▶ Provided passage
— begin —

Both Gevo and Butamax share many similarities. Both use modified yeast, both utilize proprietary separation technology, both have built significant patent portfolios and both seek to license their technology to global ethanol producers. Perhaps it’s not surprising then that their patent portfolios overlap. What is surprising is that litigation over isobutanol intellectual property has gone to the US Supreme Court and still ownership somehow remains unresolved. Without a doubt this has hindered market development for isobutanol and despite what the parties will tell you the battle looks like it will continue to drag on. What has been lost in this battle is that they need each other to succeed.

Any way you slice it both companies are running out of time. Gevo’s finances have decayed to the point where it’s operating a skeleton crew, had to conduct a reverse stock split to remain on the NASDAQ and its last public financing was tiny, inadequate at even current burn and subject to arbitrage. Survival is questionable. On the other hand things at Butamax may not be much better. BP appears less and less committed to renewables, as primary oil prices have fallen. It recently auctioned off its cellulosic biofuels business (announcement soon) and Butamax executive CVs are reportedly on the street, leaving one to wonder if other non producing assets are to follow.

— end —

▶ The data
— begin —

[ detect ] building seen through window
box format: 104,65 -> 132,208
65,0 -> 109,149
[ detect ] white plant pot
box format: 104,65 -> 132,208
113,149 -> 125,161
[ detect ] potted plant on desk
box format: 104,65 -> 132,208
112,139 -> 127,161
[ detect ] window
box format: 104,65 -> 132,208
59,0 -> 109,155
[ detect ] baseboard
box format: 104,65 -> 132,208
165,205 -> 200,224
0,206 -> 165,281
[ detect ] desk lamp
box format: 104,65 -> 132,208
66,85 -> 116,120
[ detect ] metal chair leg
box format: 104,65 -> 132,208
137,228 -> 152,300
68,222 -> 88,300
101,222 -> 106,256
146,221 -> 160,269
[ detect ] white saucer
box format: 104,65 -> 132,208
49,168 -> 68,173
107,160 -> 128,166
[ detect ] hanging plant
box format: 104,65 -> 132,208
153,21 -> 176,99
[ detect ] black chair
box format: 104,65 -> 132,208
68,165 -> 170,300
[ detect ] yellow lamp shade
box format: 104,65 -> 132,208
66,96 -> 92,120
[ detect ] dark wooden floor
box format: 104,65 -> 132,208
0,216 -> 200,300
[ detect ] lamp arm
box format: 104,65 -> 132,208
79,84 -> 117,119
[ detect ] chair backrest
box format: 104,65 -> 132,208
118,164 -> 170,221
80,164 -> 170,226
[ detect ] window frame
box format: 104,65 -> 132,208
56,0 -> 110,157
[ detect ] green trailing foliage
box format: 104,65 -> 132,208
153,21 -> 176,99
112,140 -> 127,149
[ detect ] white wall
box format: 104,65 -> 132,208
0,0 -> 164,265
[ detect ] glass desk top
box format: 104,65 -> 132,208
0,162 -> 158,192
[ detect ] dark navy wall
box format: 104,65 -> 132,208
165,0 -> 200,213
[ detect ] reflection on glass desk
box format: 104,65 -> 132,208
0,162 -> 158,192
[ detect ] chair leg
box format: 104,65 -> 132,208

— end —

▶ Challenges
1. Can you return the Gevo and Butamax passage in full, word for word?
2. Can you resize part of the records, beginning at the line that has "[ detect ] desk lamp" and stopping after the line that has "107,160 -> 128,166", and give only those lines again, requests included? Multiply every answer coordinate by 1.1 and round to whole numbers, halves up, leaving the requests and box format samples unchanged.
The Gevo and Butamax passage and the records are separate material.

▶ Solutions to each task
1.
Both Gevo and Butamax share many similarities. Both use modified yeast, both utilize proprietary separation technology, both have built significant patent portfolios and both seek to license their technology to global ethanol producers. Perhaps it’s not surprising then that their patent portfolios overlap. What is surprising is that litigation over isobutanol intellectual property has gone to the US Supreme Court and still ownership somehow remains unresolved. Without a doubt this has hindered market development for isobutanol and despite what the parties will tell you the battle looks like it will continue to drag on. What has been lost in this battle is that they need each other to succeed.

Any way you slice it both companies are running out of time. Gevo’s finances have decayed to the point where it’s operating a skeleton crew, had to conduct a reverse stock split to remain on the NASDAQ and its last public financing was tiny, inadequate at even current burn and subject to arbitrage. Survival is questionable. On the other hand things at Butamax may not be much better. BP appears less and less committed to renewables, as primary oil prices have fallen. It recently auctioned off its cellulosic biofuels business (announcement soon) and Butamax executive CVs are reportedly on the street, leaving one to wonder if other non producing assets are to follow.

2.
[ detect ] desk lamp
box format: 104,65 -> 132,208
73,94 -> 128,132
[ detect ] metal chair leg
box format: 104,65 -> 132,208
151,251 -> 167,330
75,244 -> 97,330
111,244 -> 117,282
161,243 -> 176,296
[ detect ] white saucer
box format: 104,65 -> 132,208
54,185 -> 75,190
118,176 -> 141,183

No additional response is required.